§ Задания:
(A) Перепишите часть отрывка, которая открывается словами "И наш оптимизм" и заканчивается словами "Плеханов и Аксельрод.", заменив в ней "оптимизм" на "расчет".
(B) Выпишите из отрывка все географические названия.
(C) Ответьте, пожалуйста, по отрывку на три вопроса:
(i) Под каким псевдонимом появился переработанный реферат?
(ii) В каком году Ленин впервые выехал за границу?
(iii) Кто из представителей старшего поколения русских марксистов тоже поверил в эволюцию Ленина?

§ Выбранный отрывок:
◆ ◆ ◆ ◆

На этот вопрос, себе поставленный, я, как и многие марксисты, сознававшие опасность сектантства, ответили тогда в положительном, оптимистическом смысле. И с этого дня ведет свое начало наше сближение с Лениным, которое на первых порах выразилось в том, что после долгих дискуссий в тесном кругу, в котором одновременно с Лениным участвовал и Струве, вышеупомянутый реферат в измененном и переработанном виде появился под псевдонимом Тулин в изданном мною (и сожженном правительством) сборнике работ со статьями Плеханова, того же Струве и других авторов, в том числе пишущего эти строки.

И наш оптимизм получал, казалось, свое оправдание. Ведь нам достаточно было сравнить первоначальное содержание ленинского реферата с текстом напечатанной статьи, чтобы убедиться в значительности произошедшего сдвига. И мы поверили в способность Ленина к дальнейшей эволюции от его первоначального сектантски искаженного марксизма к марксизму подлинному, к марксизму международной социал-демократии. Поверил не только я с моими ближайшими петербургскими единомышленниками, но и представители старшего поколения русских марксистов – Плеханов и Аксельрод.

Как раз в 1895 г., тотчас же после выхода в свет и конфискации нашего сборника, Ленин совершил первый свой выезд за границу. И я имел случай видеть и Ленина под непосредственным впечатлением от первой его встречи с Плехановым, и Плеханова, присматривающегося к Ленину и делящегося со мной своими наблюдениями по его поводу. Съехавшись к началу лета в Женеву, мы все вместе отправились в горы и поселились в довольно глухой деревушке Ормоны, проводя время в прогулках и бесконечных разговорах на ходу. И в этой идиллической обстановке трудно было предвидеть те бури, которые впоследствии разметали нас в разные стороны….. Невозможно было представить себе Плеханова, подвергающегося обыску со стороны клевретов будущего диктатора Ленина и с минуты на минуту ожидающего, что его поведут на расстрел! А ведь это не в шутку, а всерьез и на самом деле было проделано в скверную осень 1917 г. под Петербургом, в Царском Селе...

◆ ◆ ◆ ◆

§ Исходные данные:
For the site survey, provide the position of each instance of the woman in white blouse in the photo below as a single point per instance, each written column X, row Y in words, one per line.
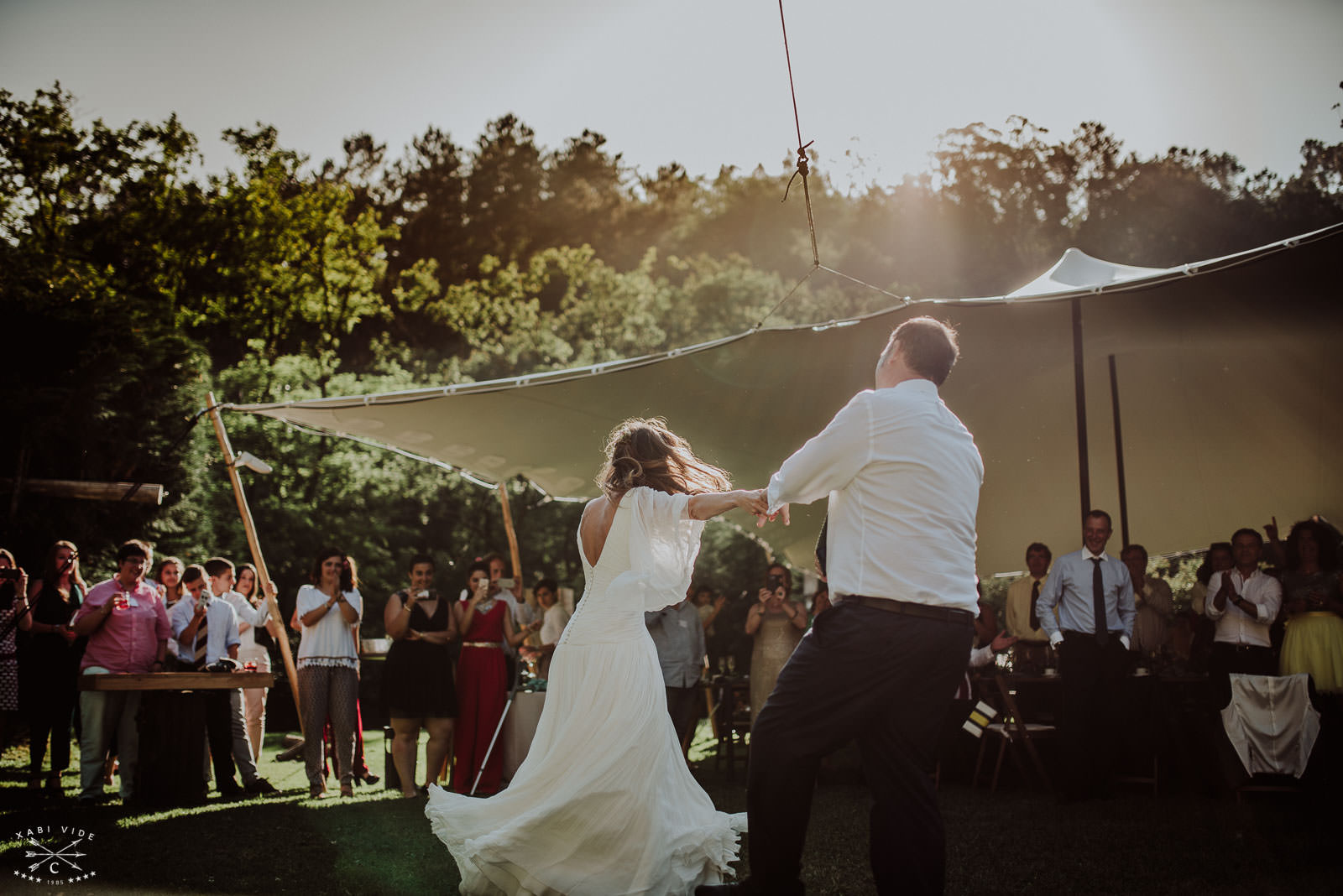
column 554, row 620
column 328, row 667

◆ ◆ ◆ ◆

§ Ответы по заданиям:
(A)
И наш расчет получал, казалось, свое оправдание. Ведь нам достаточно было сравнить первоначальное содержание ленинского реферата с текстом напечатанной статьи, чтобы убедиться в значительности произошедшего сдвига. И мы поверили в способность Ленина к дальнейшей эволюции от его первоначального сектантски искаженного марксизма к марксизму подлинному, к марксизму международной социал-демократии. Поверил не только я с моими ближайшими петербургскими единомышленниками, но и представители старшего поколения русских марксистов – Плеханов и Аксельрод.

(B) Женева, Ормоны, Петербург, Царское Село

(C)
(i) Тулин
(ii) В 1895 г.
(iii) Плеханов и Аксельрод